(Position identification records)

start

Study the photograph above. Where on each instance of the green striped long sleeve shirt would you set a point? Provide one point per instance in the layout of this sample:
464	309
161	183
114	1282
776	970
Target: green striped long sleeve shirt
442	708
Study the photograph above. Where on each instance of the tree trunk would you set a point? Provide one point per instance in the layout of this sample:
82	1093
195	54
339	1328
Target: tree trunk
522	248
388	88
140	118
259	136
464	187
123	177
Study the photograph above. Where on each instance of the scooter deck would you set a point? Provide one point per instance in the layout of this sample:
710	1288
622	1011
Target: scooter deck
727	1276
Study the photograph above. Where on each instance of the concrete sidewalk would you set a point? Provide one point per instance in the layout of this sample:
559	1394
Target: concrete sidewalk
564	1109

end

Prompt
Output all of the data above again, line for line, with no changes.

Exercise solution
Study the photograph above. Where on each instance of the green striped long sleeve shirt would you set a point? Provide one point per instance in the layout of this sample:
464	309
161	183
114	1282
776	970
Target: green striped long sleeve shirt
442	708
Study the photograph above. Where on each instance of the tree trunk would you set a point? Provide one point per instance in the layout of this sample:
82	1093
195	54
339	1328
Target: tree trunk
522	248
388	88
140	118
259	136
464	187
123	177
Study the photograph above. Where on each instance of the scooter deck would you set a point? Provide one point per instance in the layout of this sample:
710	1288
622	1011
Target: scooter deck
727	1276
Study the photograph above. Where on each instance of the concrete sidewalk would you set a point? Provide one point per instance in the layout of this sample:
559	1394
Target: concrete sidewalk
564	1109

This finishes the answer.